→ **PROMPT**
Retype the data below exactly, skipping pictures.

↓↓↓

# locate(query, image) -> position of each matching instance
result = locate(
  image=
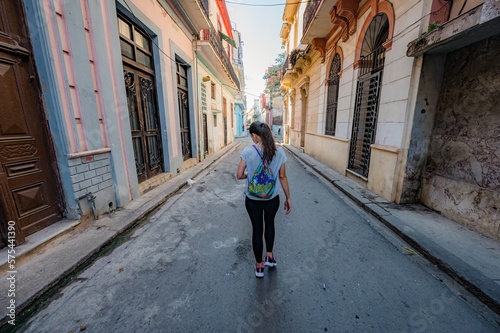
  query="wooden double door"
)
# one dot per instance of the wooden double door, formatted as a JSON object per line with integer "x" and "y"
{"x": 30, "y": 192}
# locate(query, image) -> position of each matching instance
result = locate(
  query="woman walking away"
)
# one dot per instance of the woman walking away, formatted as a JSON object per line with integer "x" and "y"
{"x": 264, "y": 165}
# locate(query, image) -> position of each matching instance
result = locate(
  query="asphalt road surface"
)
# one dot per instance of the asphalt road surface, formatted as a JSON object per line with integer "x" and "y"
{"x": 190, "y": 268}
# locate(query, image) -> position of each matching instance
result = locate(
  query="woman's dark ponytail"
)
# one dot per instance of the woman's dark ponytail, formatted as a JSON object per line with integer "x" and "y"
{"x": 266, "y": 136}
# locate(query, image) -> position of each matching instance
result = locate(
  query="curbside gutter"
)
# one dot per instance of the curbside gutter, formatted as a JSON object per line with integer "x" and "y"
{"x": 471, "y": 279}
{"x": 86, "y": 246}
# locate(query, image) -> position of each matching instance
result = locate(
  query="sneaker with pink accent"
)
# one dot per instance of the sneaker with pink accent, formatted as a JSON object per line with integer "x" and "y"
{"x": 259, "y": 270}
{"x": 271, "y": 262}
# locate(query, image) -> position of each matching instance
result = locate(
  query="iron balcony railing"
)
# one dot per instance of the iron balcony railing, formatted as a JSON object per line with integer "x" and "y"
{"x": 204, "y": 5}
{"x": 213, "y": 37}
{"x": 286, "y": 66}
{"x": 372, "y": 62}
{"x": 309, "y": 13}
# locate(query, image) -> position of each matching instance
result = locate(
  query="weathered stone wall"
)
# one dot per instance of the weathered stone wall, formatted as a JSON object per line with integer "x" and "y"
{"x": 462, "y": 177}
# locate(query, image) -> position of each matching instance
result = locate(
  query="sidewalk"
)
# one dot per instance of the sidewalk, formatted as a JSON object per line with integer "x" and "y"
{"x": 468, "y": 257}
{"x": 50, "y": 256}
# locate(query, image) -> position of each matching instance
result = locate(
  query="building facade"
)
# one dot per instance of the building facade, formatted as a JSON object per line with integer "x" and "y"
{"x": 105, "y": 100}
{"x": 371, "y": 90}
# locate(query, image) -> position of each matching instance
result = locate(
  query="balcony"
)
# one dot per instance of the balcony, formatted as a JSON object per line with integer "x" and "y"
{"x": 195, "y": 12}
{"x": 212, "y": 50}
{"x": 316, "y": 20}
{"x": 460, "y": 31}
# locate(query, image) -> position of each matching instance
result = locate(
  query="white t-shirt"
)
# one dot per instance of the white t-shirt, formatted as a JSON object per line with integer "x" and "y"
{"x": 252, "y": 159}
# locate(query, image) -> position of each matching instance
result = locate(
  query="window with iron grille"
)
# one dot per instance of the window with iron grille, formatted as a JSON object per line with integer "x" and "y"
{"x": 333, "y": 95}
{"x": 212, "y": 91}
{"x": 204, "y": 106}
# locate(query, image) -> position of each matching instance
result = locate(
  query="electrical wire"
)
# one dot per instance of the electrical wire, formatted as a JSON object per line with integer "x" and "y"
{"x": 267, "y": 5}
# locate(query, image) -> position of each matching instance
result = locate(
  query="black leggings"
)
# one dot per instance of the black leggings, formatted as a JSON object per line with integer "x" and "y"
{"x": 262, "y": 212}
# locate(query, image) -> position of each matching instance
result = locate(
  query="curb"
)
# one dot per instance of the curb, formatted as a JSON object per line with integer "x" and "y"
{"x": 428, "y": 250}
{"x": 149, "y": 206}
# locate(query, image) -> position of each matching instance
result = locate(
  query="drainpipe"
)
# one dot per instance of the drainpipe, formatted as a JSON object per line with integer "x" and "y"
{"x": 91, "y": 199}
{"x": 201, "y": 153}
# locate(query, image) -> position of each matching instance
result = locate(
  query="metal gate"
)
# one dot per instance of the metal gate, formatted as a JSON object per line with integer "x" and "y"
{"x": 183, "y": 104}
{"x": 364, "y": 123}
{"x": 371, "y": 66}
{"x": 139, "y": 74}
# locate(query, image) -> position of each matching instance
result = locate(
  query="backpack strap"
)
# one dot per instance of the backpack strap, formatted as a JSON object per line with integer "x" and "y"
{"x": 258, "y": 152}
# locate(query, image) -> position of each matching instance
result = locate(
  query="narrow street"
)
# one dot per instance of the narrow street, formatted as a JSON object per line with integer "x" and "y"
{"x": 189, "y": 268}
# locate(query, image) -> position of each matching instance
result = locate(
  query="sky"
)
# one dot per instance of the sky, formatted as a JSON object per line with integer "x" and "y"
{"x": 260, "y": 26}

↑↑↑

→ **ANSWER TO THIS EXERCISE**
# locate(query, image) -> position of each matching instance
result = locate(
  image=
  query="wooden double door"
)
# one dot per instance of the wooden double door, formatted as a JSON object per line with integer "x" and "y"
{"x": 30, "y": 192}
# locate(query, image) -> position of each matching instance
result = locate(
  query="woman walking away"
)
# one dot per instance of the woman walking away, formatted as a JSON object per line with integer "x" and "y"
{"x": 264, "y": 165}
# locate(query, image) -> position of each matching instance
result = locate(
  query="asphalt road surface"
)
# one dot per instance of the asphalt road surface, formatted as a JSON object per line with integer "x" and "y"
{"x": 190, "y": 268}
# locate(query, image) -> position of each matching instance
result = locate(
  query="woman's dark ponytail"
)
# one dot per instance of the woman's dark ponytail, formatted as a JSON object per line with integer "x" and "y"
{"x": 266, "y": 136}
# locate(query, image) -> position of each matching instance
result = locate(
  query="curbside gutter"
)
# one dot per instance of the curbside gutter, formatted as a JSON object per line with integer "x" and "y"
{"x": 471, "y": 279}
{"x": 86, "y": 246}
# locate(query, image) -> position of each matching instance
result = locate(
  query="sneaker with pink accent"
)
# one dot per instance of the sneaker with pink accent, formatted as a JSON object per line with integer "x" and "y"
{"x": 259, "y": 270}
{"x": 271, "y": 262}
# locate(query, image) -> position of each matching instance
result = locate(
  query="iron balcony railing"
)
# one dot per instance of the iron balcony railing, formatted as a JSON object per line with integer "x" and "y"
{"x": 204, "y": 5}
{"x": 213, "y": 37}
{"x": 286, "y": 66}
{"x": 372, "y": 62}
{"x": 309, "y": 13}
# locate(query, image) -> position of each matching instance
result = locate(
  query="weathered stone wall"
)
# one dot per instance of the weathered stone wall, formatted as a JSON object per line with integer "x" and "y"
{"x": 462, "y": 177}
# locate(query, image) -> position of each matching instance
result = locate(
  query="sidewalk"
)
# one dot per instance of the sidewalk, formatted as a JSON object per line with integer "x" and "y"
{"x": 468, "y": 257}
{"x": 50, "y": 256}
# locate(query, image) -> position of each matching instance
result = locate(
  query="building facade"
)
# one dot per instance of the building facade, formatted as a JSON object per line with integer "x" and "y"
{"x": 105, "y": 100}
{"x": 371, "y": 90}
# locate(query, image) -> position of each matching instance
result = locate(
  query="balcony"
)
# one dot per instance of the balcony, formatted as a JSON object per line with integer "x" and "y"
{"x": 195, "y": 12}
{"x": 212, "y": 50}
{"x": 316, "y": 20}
{"x": 460, "y": 31}
# locate(query, image) -> position of each matching instance
result = locate(
  query="white t-shirt"
)
# one dot per instance of the white t-shirt, formatted as a JSON object per line with integer "x" and "y"
{"x": 252, "y": 159}
# locate(query, image) -> position of each matching instance
result = locate(
  query="window with iron grille"
)
# one dot per instance of the window with iron grille, formatted as a JSON object per line with integer "x" and "y"
{"x": 333, "y": 95}
{"x": 212, "y": 91}
{"x": 204, "y": 106}
# locate(query, image) -> position of each matching instance
result = locate(
  query="electrical wire"
)
# one dot per instance of the electrical wire, formatted as a JSON object per line with integer "x" and "y"
{"x": 267, "y": 5}
# locate(query, image) -> position of each matching instance
result = locate(
  query="black leggings"
)
# one dot per instance of the black leggings, formatted as a JSON object per line with integer "x" and "y"
{"x": 262, "y": 212}
# locate(query, image) -> position of each matching instance
result = locate(
  query="curb"
)
# one dot per instance of the curb, formatted as a JSON object per line with integer "x" and "y"
{"x": 428, "y": 250}
{"x": 149, "y": 206}
# locate(query, image) -> position of each matching instance
result = locate(
  query="drainpipe"
)
# one dot per instance of the drainpipe, formatted as a JSON object per line with integer "x" and "y"
{"x": 91, "y": 199}
{"x": 201, "y": 153}
# locate(query, image) -> position of each matching instance
result = locate(
  query="metal gate"
)
# one dot per instance of the metal gate, formatted as a JSON object per line with integer "x" and "y"
{"x": 183, "y": 104}
{"x": 364, "y": 123}
{"x": 371, "y": 66}
{"x": 139, "y": 74}
# locate(query, image) -> position of each matching instance
result = locate(
  query="backpack strap"
)
# one dot per instance of the backpack strap, formatted as a JSON object per line with integer "x" and "y"
{"x": 258, "y": 152}
# locate(query, image) -> position of each matching instance
result = locate(
  query="narrow street"
)
# one dot per instance of the narrow street, formatted as a JSON object per line with integer "x" and "y"
{"x": 189, "y": 268}
# locate(query, image) -> position of each matching instance
result = locate(
  query="sky"
)
# one dot per instance of the sky, formatted as a JSON object per line with integer "x" and "y"
{"x": 260, "y": 26}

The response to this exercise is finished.